RECORDS TO PROCESS
⟨
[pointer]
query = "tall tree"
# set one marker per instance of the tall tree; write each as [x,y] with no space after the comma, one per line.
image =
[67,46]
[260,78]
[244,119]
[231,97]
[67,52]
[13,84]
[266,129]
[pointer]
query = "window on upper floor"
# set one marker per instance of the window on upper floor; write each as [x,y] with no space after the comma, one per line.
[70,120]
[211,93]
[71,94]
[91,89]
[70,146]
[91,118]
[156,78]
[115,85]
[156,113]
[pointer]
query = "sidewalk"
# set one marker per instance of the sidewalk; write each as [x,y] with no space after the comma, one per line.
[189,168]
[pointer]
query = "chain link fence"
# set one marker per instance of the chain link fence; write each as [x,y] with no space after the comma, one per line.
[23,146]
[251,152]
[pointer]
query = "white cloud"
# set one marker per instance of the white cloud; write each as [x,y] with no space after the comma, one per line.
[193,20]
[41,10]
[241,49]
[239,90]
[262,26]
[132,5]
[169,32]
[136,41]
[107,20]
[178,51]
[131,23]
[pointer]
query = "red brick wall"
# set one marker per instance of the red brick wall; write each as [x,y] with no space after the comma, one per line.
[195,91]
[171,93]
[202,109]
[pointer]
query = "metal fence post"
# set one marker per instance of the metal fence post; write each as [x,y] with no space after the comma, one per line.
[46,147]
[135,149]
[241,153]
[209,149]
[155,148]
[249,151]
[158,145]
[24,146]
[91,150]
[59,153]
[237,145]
⟩
TASK GOAL
Rewrite every one of the entries above, changing "marker" to "pin" and leaving everything else as it is.

SOLUTION TO THIS EXERCISE
[pointer]
query = "tall tree"
# set one pin per instance of the tall tree; write each as [x,y] with no space after the comma, one per line.
image =
[67,46]
[260,78]
[244,119]
[231,97]
[67,52]
[13,84]
[266,129]
[pointer]
query = "window on upper floor"
# set one pin per instance of the window on upper floor; write each as [x,y] with no space after the comma, one per line.
[70,120]
[211,93]
[71,94]
[91,89]
[70,146]
[91,118]
[156,78]
[115,85]
[156,113]
[pointer]
query = "sidewalk"
# set one pin per instance of the sidewalk; write each as [x,y] with no space after the comma, one per line.
[189,168]
[pointer]
query = "chain link fence"
# set one pin per instance of the chain link fence; write each as [x,y] with no space after the comma, one per line.
[23,146]
[251,152]
[pointer]
query = "white cloud"
# set one pin per instance of the white cloud; write each as [x,y] with no space after the comma, one per line.
[193,20]
[41,10]
[241,49]
[239,90]
[262,26]
[132,5]
[169,32]
[136,41]
[107,20]
[178,51]
[131,23]
[pointer]
query = "red brick wall"
# set one pin per instance of the red brick wall; write each as [x,y] with no space after the comma, one per line.
[195,91]
[171,93]
[202,109]
[pointer]
query = "metal fence post"
# set one pin per instance of the metal fence post; write each as [x,y] with no space after the comma, one per line.
[46,147]
[135,149]
[241,153]
[209,149]
[155,148]
[249,151]
[158,145]
[24,146]
[91,150]
[59,153]
[237,145]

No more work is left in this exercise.